_Set of tasks_
1. List the environment keys that the Azure Storage guide names as the standard way to expose blob storage connection information.
2. Answer from the Azure Storage guide, one line each:
(a) What example name does it give for the storage account?
(b) What name does the kubectl command give the secret?
(c) What value is set for "kind" in each connection?
3. Carry on the Azure Storage guide past its final sentence, in the same style.

-------- Text provided --------

You can use one or multiple blobs on Azure Storage to access data directly on your machine learning experiments and jobs.

Create an Azure Storage account

You should create a storage account (e.g. plx-storage) and a blob (e.g. data).

You need to expose information about how to connect to the blob storage, the standard way is to expose these keys:

  • AZURE_ACCOUNT_NAME
  • AZURE_ACCOUNT_KEY
  • AZURE_CONNECTION_STRING

Create a secret or a config map for storing these keys

We recommend using a secret to store your access information json object:

kubectl create secret -n polyaxon generic az-secret --from-literal=AZURE_ACCOUNT_NAME=account --from-literal=AZURE_ACCOUNT_KEY=hash-key

Use the secret to add a connection

connections:
- name: azure-dataset1
  kind: wasb
  schema:
    bucket: "wasbs://[email protected]/"
  secret:
    name: "az-secret"

If you want ot access multiple datasets using the same secret:

persistence:
- name: azure-dataset1
  kind: wasb
  schema:
    bucket: "wasbs://[email protected]/"
  secret:
    name: "az-secret"
- name: azure-dataset2
  kind: wasb
  schema:
    bucket: "wasbs://[email protected]/"
  secret:
    name: "az-secret"

Update/Install Polyaxon CE or Polyaxon Agent deployment

You can deploy/upgrade your Polyaxon CE or Polyaxon Agent deployment with access to data on Azure.

-------- Data extract --------

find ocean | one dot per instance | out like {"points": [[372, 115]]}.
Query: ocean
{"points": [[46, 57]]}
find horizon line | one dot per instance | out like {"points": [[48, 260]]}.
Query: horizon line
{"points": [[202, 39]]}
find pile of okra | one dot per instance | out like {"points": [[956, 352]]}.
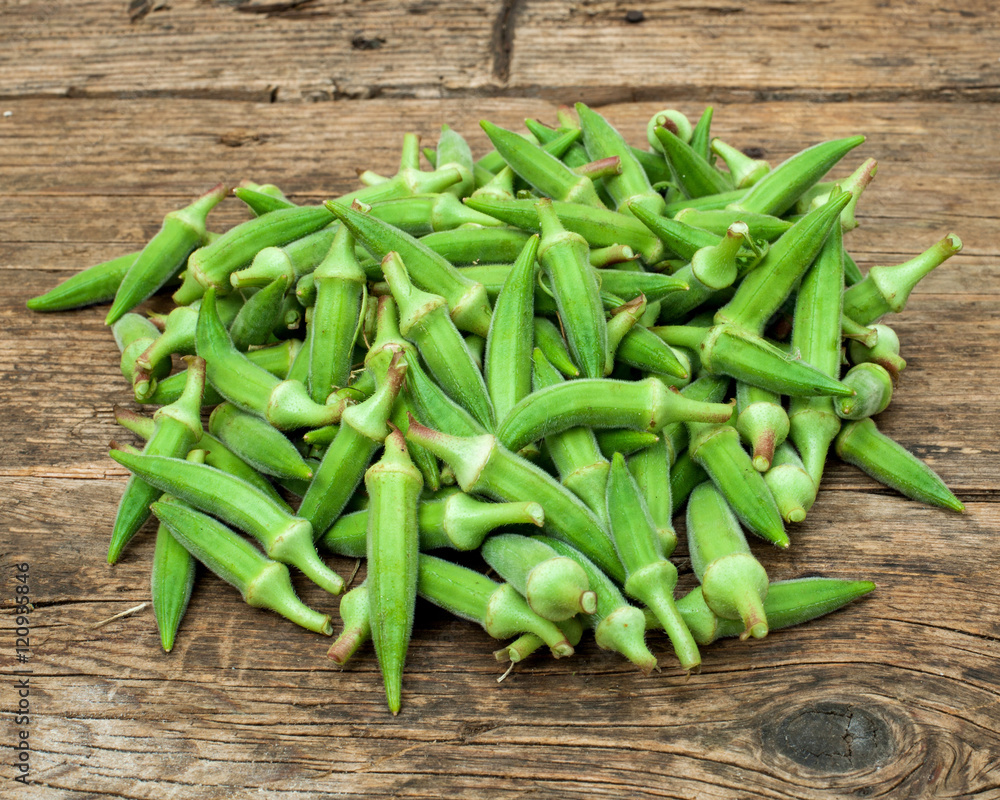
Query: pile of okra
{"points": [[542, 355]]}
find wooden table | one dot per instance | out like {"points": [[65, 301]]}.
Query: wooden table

--------

_Responses per task_
1.
AZURE_ACCOUNT_NAME
AZURE_ACCOUNT_KEY
AZURE_CONNECTION_STRING

2.
(a) plx-storage
(b) az-secret
(c) wasb

3.
Access to the dataset in your experiments/jobs

To expose the connection secret to one of the containers in your jobs or services:

run:
  kind: job
  connections: [azure-dataset1]

Or

run:
  kind: job
  connections: [azure-dataset1, s3-dataset1]

Use the initializer to load the dataset

To use the artifacts initializer to load the dataset

run:
  kind: job
  init:
   - artifacts: [dirs: [...], files: [...]]
     connection: "azure-dataset1"

Use Polyaxon to access the dataset

This is optional, you can use any language or logic to interacts with Azure Storage.

Polyaxon has some built-in logic that you can leverage if you want.

To use that logic:

pip install polyaxon[azure]

All possible functions to use:

from polyaxon.connections.azure.azure_blobstore import AzureBlobStoreService

store = AzureBlobStoreService(...)

store.delete()
store.ls()
store.upload_file()
store.upload_dir()
store.download_file()
store.download_dir()